### Given instruction
Render the lines below as a Markdown table with the columns "Row" and "Line", from the one containing "Medical imaging review: outline the dirt" through the one containing "[87,268,137,311]", both ends included. Number each row and leave out blank lines.

### Provided information
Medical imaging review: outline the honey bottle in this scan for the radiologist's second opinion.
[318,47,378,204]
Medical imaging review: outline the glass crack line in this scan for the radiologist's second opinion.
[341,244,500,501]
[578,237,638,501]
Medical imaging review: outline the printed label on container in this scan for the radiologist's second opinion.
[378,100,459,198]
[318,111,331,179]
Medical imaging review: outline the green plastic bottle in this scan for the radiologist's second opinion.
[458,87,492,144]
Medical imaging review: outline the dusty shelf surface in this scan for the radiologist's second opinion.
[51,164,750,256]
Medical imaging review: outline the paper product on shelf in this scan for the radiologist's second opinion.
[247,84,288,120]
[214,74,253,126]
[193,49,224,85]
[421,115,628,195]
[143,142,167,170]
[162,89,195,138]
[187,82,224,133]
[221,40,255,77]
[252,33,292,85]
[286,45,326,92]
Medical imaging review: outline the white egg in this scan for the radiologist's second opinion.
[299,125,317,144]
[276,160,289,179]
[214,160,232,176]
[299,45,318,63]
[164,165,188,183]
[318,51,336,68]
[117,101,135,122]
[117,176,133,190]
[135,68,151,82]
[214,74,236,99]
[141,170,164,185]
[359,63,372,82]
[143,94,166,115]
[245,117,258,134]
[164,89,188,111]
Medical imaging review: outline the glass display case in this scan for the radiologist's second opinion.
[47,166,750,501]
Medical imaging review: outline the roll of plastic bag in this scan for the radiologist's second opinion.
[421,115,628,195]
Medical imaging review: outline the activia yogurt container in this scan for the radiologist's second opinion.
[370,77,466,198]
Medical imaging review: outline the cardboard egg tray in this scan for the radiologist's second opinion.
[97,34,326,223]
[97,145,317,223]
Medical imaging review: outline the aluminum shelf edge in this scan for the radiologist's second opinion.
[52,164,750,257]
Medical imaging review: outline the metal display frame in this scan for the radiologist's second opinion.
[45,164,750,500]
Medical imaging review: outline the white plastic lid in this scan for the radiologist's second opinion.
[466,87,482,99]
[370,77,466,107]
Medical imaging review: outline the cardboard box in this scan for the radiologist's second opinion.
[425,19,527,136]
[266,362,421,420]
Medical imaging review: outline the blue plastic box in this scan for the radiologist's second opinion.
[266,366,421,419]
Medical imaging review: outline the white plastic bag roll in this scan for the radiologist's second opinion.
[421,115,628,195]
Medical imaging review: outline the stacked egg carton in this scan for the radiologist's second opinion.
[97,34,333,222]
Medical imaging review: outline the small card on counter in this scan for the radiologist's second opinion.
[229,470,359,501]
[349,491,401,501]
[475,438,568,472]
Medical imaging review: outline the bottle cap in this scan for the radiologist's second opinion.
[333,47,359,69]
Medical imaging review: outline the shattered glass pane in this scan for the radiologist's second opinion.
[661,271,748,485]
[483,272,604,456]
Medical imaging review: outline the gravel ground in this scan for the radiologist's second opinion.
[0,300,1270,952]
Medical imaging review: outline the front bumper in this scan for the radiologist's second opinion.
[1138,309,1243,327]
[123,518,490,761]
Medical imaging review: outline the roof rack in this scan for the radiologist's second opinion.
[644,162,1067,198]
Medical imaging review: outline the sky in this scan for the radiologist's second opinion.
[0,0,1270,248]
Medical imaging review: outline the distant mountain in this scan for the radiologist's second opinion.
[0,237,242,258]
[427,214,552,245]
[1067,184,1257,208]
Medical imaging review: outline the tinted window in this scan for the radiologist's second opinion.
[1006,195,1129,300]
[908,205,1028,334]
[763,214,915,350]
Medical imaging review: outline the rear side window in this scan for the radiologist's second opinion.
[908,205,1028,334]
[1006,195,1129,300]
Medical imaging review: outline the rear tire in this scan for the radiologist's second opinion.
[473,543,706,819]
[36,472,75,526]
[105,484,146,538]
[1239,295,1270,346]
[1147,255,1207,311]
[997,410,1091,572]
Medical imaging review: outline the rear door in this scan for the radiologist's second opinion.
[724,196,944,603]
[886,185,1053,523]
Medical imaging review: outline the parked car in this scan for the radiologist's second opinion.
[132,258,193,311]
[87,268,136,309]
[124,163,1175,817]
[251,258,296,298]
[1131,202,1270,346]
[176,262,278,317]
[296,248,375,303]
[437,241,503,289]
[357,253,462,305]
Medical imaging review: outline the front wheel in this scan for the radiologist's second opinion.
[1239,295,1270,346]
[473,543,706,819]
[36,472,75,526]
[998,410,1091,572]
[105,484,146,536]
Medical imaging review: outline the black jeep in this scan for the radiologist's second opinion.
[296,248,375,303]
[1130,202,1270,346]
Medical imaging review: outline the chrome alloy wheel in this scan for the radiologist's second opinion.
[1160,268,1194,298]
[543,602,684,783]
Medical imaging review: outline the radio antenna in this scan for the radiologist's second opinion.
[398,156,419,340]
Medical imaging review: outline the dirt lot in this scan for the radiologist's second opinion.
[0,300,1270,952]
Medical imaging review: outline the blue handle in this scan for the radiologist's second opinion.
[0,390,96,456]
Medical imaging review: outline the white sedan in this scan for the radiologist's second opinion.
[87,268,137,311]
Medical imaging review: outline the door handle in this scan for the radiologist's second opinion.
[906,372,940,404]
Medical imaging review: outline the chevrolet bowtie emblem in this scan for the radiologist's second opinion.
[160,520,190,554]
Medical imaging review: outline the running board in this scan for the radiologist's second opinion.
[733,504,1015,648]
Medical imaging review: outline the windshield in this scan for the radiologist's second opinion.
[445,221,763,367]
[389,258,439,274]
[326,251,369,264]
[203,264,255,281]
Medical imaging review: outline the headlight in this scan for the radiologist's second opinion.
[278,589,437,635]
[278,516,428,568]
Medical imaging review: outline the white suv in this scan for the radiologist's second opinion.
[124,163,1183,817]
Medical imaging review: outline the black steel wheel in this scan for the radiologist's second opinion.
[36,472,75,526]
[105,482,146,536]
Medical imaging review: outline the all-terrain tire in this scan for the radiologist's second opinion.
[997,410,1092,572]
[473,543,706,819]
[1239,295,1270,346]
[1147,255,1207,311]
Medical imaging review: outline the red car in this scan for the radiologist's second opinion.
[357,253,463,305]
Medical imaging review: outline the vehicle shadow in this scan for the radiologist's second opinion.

### Expected output
| Row | Line |
|---|---|
| 1 | Medical imaging review: outline the dirt lot in this scan for the radiologist's second opinion. |
| 2 | [0,300,1270,952] |
| 3 | Medical imaging review: outline the blue handle in this scan for the radiologist's second opinion. |
| 4 | [0,390,96,456] |
| 5 | Medical imaging review: outline the white sedan in this scan for the radiologist's second opinion. |
| 6 | [87,268,137,311] |